| Quoted text |
——

Studio album by Kalahari Surfers
- Released: 12 December 1984
- Label: Recommended Records

Kalahari Surfers chronology
|  | Own Affairs | Living in the Heart of the Beast |

= Own Affairs =

Own Affairs was, in 1984, the first full-length album by the Kalahari Surfers, the recording identity of South African musician Warrick Sony.

Sony had worked as a freelance sound engineer in the South African film industry, and used this to acquire many of the sound samples he later used in his music. Shifty Records tried to release Own Affairs, but could not find a vinyl plant which would press it. Chris Cutler's London-based Recommended Records pressed the album, the start of a long-standing alliance. Own Affairs was hailed as breathtaking, innovative and humorous by the Weekly Mail. The Sunday Times called it "a music born from the spilled seed of our national sickness and nurtured to nightmarehood in the moral drought of daily life/politics".

——

| Entries supplied |

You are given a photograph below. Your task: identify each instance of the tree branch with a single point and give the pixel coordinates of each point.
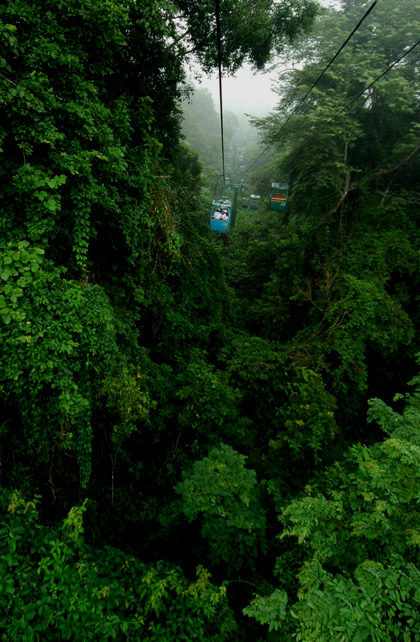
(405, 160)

——

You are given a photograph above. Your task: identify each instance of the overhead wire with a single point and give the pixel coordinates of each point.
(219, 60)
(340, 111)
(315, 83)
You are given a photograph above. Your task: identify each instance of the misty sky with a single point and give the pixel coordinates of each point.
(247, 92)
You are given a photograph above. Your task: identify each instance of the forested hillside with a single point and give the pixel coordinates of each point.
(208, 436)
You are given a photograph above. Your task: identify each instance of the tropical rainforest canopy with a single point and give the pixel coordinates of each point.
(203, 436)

——

| Given exercise |
Copy out the whole text about the Kalahari Surfers album Own Affairs again, word for word.

| Output for this task |
Studio album by Kalahari Surfers
- Released: 12 December 1984
- Label: Recommended Records

Kalahari Surfers chronology
|  | Own Affairs | Living in the Heart of the Beast |

= Own Affairs =

Own Affairs was, in 1984, the first full-length album by the Kalahari Surfers, the recording identity of South African musician Warrick Sony.

Sony had worked as a freelance sound engineer in the South African film industry, and used this to acquire many of the sound samples he later used in his music. Shifty Records tried to release Own Affairs, but could not find a vinyl plant which would press it. Chris Cutler's London-based Recommended Records pressed the album, the start of a long-standing alliance. Own Affairs was hailed as breathtaking, innovative and humorous by the Weekly Mail. The Sunday Times called it "a music born from the spilled seed of our national sickness and nurtured to nightmarehood in the moral drought of daily life/politics".